What you will do> Reproduce the lines below word for word, starting with the line that contains "whitewater shown in the photo below." and continuing through the last line. Leave out the pictures.

Extracted information>
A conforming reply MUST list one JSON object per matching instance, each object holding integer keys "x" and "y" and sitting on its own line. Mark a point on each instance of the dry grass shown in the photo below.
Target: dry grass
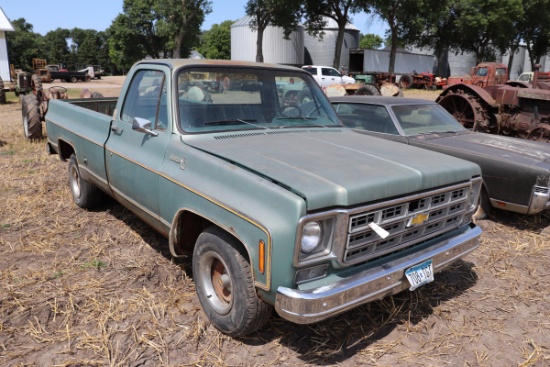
{"x": 98, "y": 288}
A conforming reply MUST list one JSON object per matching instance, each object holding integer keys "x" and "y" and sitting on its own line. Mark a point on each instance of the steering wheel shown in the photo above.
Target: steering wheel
{"x": 56, "y": 89}
{"x": 290, "y": 111}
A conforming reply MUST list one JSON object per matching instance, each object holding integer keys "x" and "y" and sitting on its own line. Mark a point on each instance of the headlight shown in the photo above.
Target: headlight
{"x": 474, "y": 194}
{"x": 311, "y": 237}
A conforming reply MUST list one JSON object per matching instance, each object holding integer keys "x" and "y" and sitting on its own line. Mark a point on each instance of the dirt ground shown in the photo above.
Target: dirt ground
{"x": 98, "y": 288}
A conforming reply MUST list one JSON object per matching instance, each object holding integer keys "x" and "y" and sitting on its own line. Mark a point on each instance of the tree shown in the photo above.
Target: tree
{"x": 482, "y": 24}
{"x": 535, "y": 28}
{"x": 278, "y": 13}
{"x": 23, "y": 44}
{"x": 397, "y": 14}
{"x": 370, "y": 41}
{"x": 56, "y": 47}
{"x": 337, "y": 10}
{"x": 180, "y": 22}
{"x": 216, "y": 42}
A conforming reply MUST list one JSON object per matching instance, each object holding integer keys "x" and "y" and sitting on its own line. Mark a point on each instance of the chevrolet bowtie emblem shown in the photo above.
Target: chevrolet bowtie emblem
{"x": 418, "y": 219}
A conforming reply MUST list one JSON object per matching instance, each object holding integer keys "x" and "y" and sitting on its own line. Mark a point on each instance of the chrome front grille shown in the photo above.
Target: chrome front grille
{"x": 408, "y": 223}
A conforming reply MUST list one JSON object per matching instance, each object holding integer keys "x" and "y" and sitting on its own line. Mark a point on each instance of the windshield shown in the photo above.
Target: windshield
{"x": 227, "y": 99}
{"x": 421, "y": 119}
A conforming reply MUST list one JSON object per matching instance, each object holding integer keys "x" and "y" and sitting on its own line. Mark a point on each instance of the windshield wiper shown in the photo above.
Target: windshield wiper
{"x": 437, "y": 132}
{"x": 235, "y": 122}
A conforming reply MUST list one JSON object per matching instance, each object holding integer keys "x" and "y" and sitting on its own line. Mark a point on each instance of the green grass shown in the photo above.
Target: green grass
{"x": 95, "y": 263}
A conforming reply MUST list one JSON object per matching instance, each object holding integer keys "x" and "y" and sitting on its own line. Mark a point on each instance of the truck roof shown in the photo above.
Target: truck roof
{"x": 176, "y": 63}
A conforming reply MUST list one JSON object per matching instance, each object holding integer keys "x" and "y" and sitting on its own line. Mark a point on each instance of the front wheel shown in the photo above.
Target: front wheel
{"x": 85, "y": 194}
{"x": 225, "y": 286}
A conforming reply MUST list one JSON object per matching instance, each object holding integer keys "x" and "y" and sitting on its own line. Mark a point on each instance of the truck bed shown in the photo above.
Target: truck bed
{"x": 105, "y": 106}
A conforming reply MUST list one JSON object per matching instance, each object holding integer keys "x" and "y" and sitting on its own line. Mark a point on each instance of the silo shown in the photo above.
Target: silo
{"x": 321, "y": 51}
{"x": 460, "y": 63}
{"x": 276, "y": 49}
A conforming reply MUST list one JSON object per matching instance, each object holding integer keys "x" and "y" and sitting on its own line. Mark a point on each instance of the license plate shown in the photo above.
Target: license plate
{"x": 420, "y": 274}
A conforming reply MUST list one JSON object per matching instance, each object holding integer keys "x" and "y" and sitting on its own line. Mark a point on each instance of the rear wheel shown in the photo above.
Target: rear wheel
{"x": 30, "y": 108}
{"x": 225, "y": 286}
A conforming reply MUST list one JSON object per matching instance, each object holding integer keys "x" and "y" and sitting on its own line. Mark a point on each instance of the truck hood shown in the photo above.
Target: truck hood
{"x": 335, "y": 167}
{"x": 503, "y": 148}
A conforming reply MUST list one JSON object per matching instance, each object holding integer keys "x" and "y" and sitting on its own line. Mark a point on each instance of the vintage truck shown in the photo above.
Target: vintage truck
{"x": 278, "y": 204}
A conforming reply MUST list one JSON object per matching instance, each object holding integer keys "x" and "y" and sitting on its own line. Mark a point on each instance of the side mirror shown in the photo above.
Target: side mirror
{"x": 143, "y": 126}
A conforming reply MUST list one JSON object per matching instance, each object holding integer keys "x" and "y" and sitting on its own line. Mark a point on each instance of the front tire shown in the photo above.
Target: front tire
{"x": 225, "y": 286}
{"x": 85, "y": 194}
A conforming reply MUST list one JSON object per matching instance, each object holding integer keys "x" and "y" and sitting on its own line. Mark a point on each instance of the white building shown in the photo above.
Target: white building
{"x": 5, "y": 26}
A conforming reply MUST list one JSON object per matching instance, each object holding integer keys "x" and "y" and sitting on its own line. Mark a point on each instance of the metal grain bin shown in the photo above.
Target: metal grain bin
{"x": 276, "y": 48}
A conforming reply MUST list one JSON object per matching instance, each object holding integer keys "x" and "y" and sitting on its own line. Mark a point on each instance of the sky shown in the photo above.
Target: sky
{"x": 49, "y": 15}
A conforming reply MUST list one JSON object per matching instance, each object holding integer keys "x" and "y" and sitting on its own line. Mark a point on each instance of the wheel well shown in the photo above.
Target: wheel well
{"x": 65, "y": 150}
{"x": 189, "y": 225}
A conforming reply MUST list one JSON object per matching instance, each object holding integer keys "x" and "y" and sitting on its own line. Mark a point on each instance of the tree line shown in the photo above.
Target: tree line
{"x": 171, "y": 28}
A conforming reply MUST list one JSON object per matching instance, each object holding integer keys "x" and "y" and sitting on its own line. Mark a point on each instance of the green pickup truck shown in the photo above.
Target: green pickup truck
{"x": 278, "y": 204}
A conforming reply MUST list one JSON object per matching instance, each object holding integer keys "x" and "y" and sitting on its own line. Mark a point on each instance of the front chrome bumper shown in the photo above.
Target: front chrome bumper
{"x": 312, "y": 305}
{"x": 540, "y": 200}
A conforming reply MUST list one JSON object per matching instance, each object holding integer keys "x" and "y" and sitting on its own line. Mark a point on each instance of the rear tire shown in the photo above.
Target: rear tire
{"x": 85, "y": 194}
{"x": 225, "y": 286}
{"x": 30, "y": 109}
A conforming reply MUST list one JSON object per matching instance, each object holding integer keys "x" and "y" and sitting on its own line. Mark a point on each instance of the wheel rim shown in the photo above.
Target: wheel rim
{"x": 74, "y": 181}
{"x": 217, "y": 283}
{"x": 541, "y": 133}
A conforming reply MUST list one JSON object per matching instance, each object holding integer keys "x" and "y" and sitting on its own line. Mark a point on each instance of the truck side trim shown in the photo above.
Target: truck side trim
{"x": 235, "y": 212}
{"x": 313, "y": 305}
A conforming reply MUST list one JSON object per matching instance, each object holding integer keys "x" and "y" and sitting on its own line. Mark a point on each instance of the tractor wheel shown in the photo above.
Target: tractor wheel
{"x": 32, "y": 126}
{"x": 465, "y": 109}
{"x": 405, "y": 81}
{"x": 540, "y": 133}
{"x": 367, "y": 90}
{"x": 36, "y": 83}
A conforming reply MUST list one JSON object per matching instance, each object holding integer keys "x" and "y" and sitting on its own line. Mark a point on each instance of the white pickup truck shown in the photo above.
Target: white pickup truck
{"x": 325, "y": 75}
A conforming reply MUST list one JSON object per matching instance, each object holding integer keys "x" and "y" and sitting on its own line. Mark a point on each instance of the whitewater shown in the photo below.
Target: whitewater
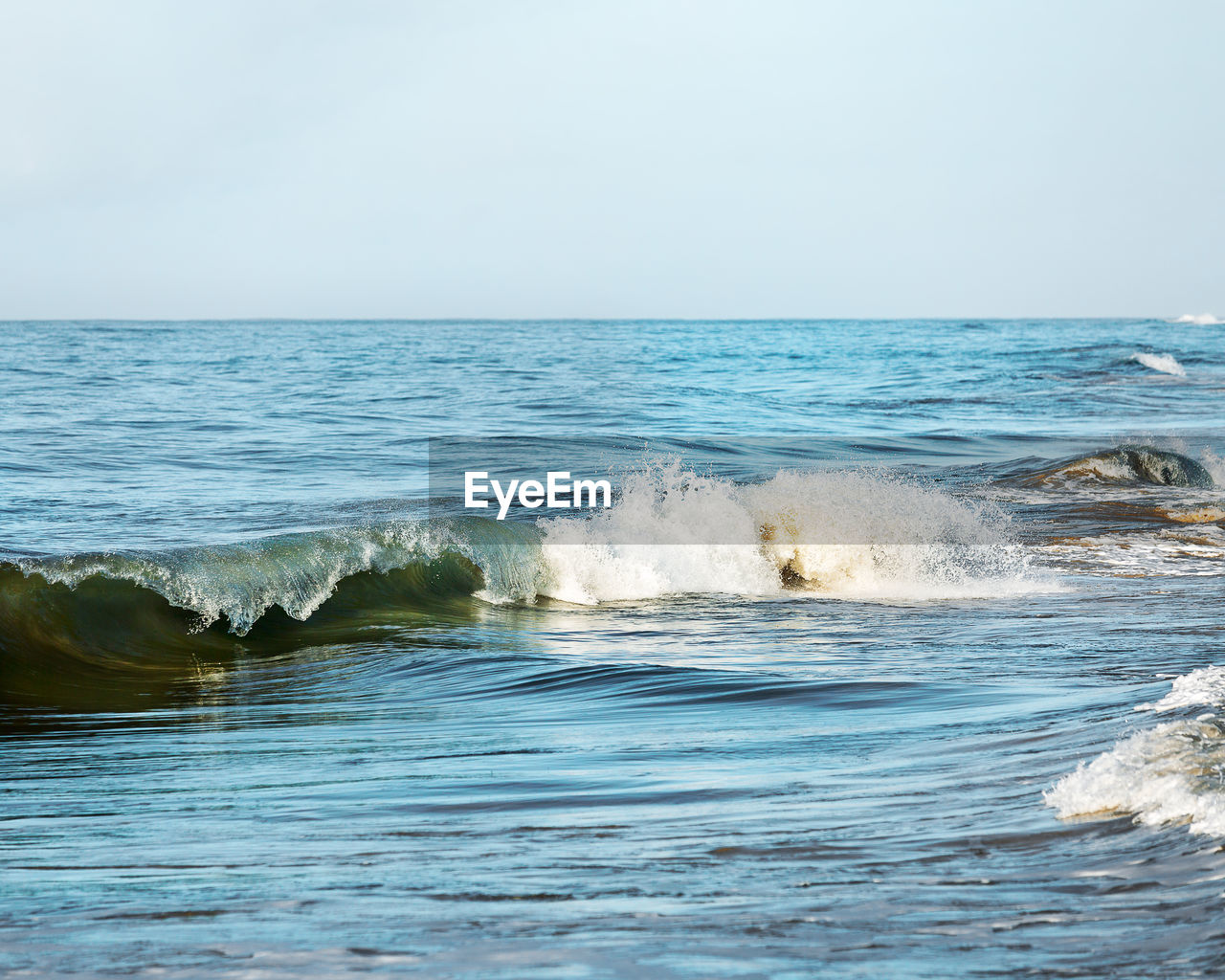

Correct result>
A conforming reply MUST list one JSON object per matching instance, each object holding integer keys "x" and "y" and sitting on its own line. Mark a point on each instance of the whitewater shown in the photo below.
Target: whitewater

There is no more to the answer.